» Given records
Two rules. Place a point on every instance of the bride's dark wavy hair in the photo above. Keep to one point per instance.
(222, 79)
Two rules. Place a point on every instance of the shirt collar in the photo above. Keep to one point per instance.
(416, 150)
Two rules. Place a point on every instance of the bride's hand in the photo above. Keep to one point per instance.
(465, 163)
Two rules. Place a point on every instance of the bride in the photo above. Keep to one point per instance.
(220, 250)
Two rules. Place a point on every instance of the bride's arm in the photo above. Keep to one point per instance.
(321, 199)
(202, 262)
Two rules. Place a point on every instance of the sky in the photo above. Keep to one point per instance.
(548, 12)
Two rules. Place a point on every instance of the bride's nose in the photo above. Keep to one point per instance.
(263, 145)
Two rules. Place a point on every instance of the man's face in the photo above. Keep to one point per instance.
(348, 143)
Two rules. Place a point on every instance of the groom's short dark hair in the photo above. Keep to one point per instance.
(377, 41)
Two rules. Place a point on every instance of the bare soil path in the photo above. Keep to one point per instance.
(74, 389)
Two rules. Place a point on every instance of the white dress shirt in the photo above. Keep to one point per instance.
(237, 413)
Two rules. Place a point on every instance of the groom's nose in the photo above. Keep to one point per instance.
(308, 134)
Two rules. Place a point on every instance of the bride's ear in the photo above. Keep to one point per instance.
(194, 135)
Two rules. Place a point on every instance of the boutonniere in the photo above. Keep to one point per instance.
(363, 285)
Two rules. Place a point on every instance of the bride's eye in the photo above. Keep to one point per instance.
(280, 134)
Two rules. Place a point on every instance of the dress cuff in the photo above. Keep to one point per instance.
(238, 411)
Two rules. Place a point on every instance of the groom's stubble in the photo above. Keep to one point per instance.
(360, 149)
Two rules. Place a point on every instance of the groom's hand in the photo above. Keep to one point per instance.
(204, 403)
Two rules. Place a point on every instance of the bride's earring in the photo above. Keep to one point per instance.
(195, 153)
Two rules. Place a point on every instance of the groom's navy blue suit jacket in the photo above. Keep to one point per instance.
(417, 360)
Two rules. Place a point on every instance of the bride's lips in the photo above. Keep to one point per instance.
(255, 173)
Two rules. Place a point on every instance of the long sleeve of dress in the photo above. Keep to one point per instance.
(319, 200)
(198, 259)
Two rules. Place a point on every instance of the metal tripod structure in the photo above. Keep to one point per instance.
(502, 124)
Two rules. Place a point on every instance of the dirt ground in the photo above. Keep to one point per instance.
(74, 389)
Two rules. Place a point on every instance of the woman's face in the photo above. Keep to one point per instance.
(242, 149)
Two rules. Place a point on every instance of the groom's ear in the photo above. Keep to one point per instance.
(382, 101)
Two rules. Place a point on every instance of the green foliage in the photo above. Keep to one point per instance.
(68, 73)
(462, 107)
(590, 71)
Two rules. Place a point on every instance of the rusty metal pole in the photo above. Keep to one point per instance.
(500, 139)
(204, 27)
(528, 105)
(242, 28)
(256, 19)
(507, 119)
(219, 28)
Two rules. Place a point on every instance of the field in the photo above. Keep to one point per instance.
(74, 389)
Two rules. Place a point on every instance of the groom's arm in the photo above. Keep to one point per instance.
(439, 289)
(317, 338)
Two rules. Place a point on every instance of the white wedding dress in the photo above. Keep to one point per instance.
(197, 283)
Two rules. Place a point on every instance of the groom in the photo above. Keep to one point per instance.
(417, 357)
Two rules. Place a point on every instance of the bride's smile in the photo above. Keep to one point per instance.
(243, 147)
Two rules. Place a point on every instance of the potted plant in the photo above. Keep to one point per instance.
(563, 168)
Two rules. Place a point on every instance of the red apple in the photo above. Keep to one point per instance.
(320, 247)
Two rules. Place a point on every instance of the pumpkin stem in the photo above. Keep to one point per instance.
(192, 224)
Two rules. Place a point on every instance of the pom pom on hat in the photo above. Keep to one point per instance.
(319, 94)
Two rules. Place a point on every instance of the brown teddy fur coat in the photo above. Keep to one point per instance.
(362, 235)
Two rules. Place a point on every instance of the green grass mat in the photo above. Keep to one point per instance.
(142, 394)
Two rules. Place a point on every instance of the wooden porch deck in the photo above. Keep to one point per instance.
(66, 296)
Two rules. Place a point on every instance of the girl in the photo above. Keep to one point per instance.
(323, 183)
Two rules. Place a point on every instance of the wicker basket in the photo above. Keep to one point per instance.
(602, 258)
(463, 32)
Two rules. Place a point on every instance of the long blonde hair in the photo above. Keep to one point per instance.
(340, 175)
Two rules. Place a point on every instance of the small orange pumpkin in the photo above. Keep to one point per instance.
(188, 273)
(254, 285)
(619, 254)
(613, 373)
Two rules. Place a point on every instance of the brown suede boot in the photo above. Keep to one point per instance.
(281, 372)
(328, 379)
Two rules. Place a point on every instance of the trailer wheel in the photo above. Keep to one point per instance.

» Task directions
Rewrite all of the items above, putting "occurrence" in place of "instance" each time it occurs and leaving every other word as it is.

» The answer
Two rules. Place a point on every occurrence of the bride's dark wavy hair in the photo above. Keep to one point per occurrence.
(222, 79)
Two rules. Place a point on every occurrence of the shirt collar in the photo above. Keep to one point per occurrence.
(416, 150)
Two rules. Place a point on every occurrence of the bride's hand in the photo above. Keep to one point per occurrence.
(465, 163)
Two rules. Place a point on every occurrence of the bride in the photo above. Keep to one point per occurrence.
(220, 250)
Two rules. Place a point on every occurrence of the bride's arm in the photo above. Keep to one point per occurrence.
(321, 199)
(202, 262)
Two rules. Place a point on every occurrence of the sky in the photo above. Keep to one point per occurrence.
(548, 12)
Two rules. Place a point on every occurrence of the bride's nose in the photo above. Keep to one point per occurrence.
(263, 145)
Two rules. Place a point on every occurrence of the man's face in the photo above. Keep to one point per occurrence.
(348, 143)
Two rules. Place a point on every occurrence of the groom's short dark hair in the photo above. Keep to one point per occurrence.
(377, 41)
Two rules. Place a point on every occurrence of the bare soil path in the photo above. Keep to one point per occurrence.
(74, 389)
Two rules. Place a point on every occurrence of the white dress shirt in the photo above. Keep to one point per occurrence.
(237, 413)
Two rules. Place a point on every occurrence of the groom's nose in the photo above. Keep to one point per occurrence.
(308, 134)
Two rules. Place a point on every occurrence of the bride's ear in the photo above. Keep to one point per occurrence.
(194, 135)
Two rules. Place a point on every occurrence of the boutonniere in the photo above. Keep to one point per occurrence.
(363, 285)
Two rules. Place a point on every occurrence of the bride's eye in the photo above. Keep to one point per occurrence.
(280, 134)
Two rules. Place a point on every occurrence of the dress cuff in the photo above. Keep to one point per occurrence.
(238, 411)
Two rules. Place a point on every occurrence of the groom's stubble in the photo above. Keep to one point per occurrence.
(360, 149)
Two rules. Place a point on every occurrence of the groom's hand in the photo above. Keep to one point per occurrence.
(204, 403)
Two rules. Place a point on every occurrence of the bride's earring in the photo above. Keep to one point per occurrence.
(195, 153)
Two rules. Place a point on every occurrence of the groom's navy blue suit jacket in the photo above. Keep to one point per occurrence.
(417, 360)
Two rules. Place a point on every occurrence of the bride's lips in the photo above. Keep to one point per occurrence.
(255, 173)
Two rules. Place a point on every occurrence of the long sleeve of dress in the photo above. Keep to one point per occurrence.
(319, 200)
(198, 259)
Two rules. Place a point on every occurrence of the metal tripod structure in the photo above. Keep to one point per occurrence.
(502, 124)
Two rules. Place a point on every occurrence of the dirt ground in the photo above. Keep to one point per occurrence.
(74, 389)
Two rules. Place a point on every occurrence of the woman's face in the photo above. Keep to one point per occurrence.
(242, 149)
Two rules. Place a point on every occurrence of the groom's ear in the photo above. Keep to one point per occurrence.
(382, 101)
Two rules. Place a point on every occurrence of the green foliage in the photo above. Keep to one point per occurrence.
(68, 73)
(462, 107)
(590, 71)
Two rules. Place a point on every occurrence of the rusty metal pole in the photo above. Keep to one point per occurrence.
(500, 139)
(204, 27)
(528, 105)
(242, 28)
(256, 19)
(507, 119)
(219, 28)
Two rules. Place a point on every occurrence of the field in the photo above. Keep to one point per occurrence.
(74, 389)
Two rules. Place a point on every occurrence of the groom's arm in the photo above. Keep to one point per occurrence.
(439, 289)
(317, 338)
Two rules. Place a point on every occurrence of the white wedding dress in the photo above. Keep to one point per occurrence.
(197, 283)
Two rules. Place a point on every occurrence of the groom in the photo above. Keep to one point per occurrence.
(417, 357)
Two rules. Place a point on every occurrence of the bride's smile in the photo above. Keep to one point per occurrence.
(243, 147)
Two rules. Place a point on every occurrence of the potted plant in the photo above. Keep to one point per occurrence.
(563, 168)
Two rules. Place a point on every occurrence of the red apple in the photo above. Keep to one point per occurrence.
(320, 247)
Two rules. Place a point on every occurrence of the pumpkin stem in the photo above. Keep to one point per occurrence.
(192, 224)
Two rules. Place a point on every occurrence of the pom pom on hat in the photo above. Keep to one point per occurrence.
(319, 94)
Two rules. Place a point on every occurrence of the brown teddy fur coat in the photo above. Keep to one point per occurrence.
(362, 235)
Two rules. Place a point on every occurrence of the green grass mat in the photo above. Keep to one point per occurrence.
(142, 394)
Two rules. Place a point on every occurrence of the wooden porch deck in the photo above. Keep to one point per occurrence.
(66, 296)
Two rules. Place a point on every occurrence of the girl in the photo above. Keep to one point per occurrence.
(323, 183)
Two rules. Place a point on every occurrence of the wicker basket in the photo above. Keep to one point per occurrence.
(602, 258)
(463, 32)
Two rules. Place a point on every occurrence of the long blonde hair in the photo above. Keep to one point per occurrence.
(340, 175)
Two rules. Place a point on every occurrence of the small orange pumpkin in the photo above. Keep to one point per occurrence.
(188, 273)
(254, 285)
(619, 254)
(613, 373)
Two rules. Place a point on every occurrence of the brown suede boot in the photo above. Keep to one point per occurrence.
(281, 372)
(328, 379)
Two rules. Place a point on every occurrence of the trailer wheel in the photo above. Keep to one point per occurrence.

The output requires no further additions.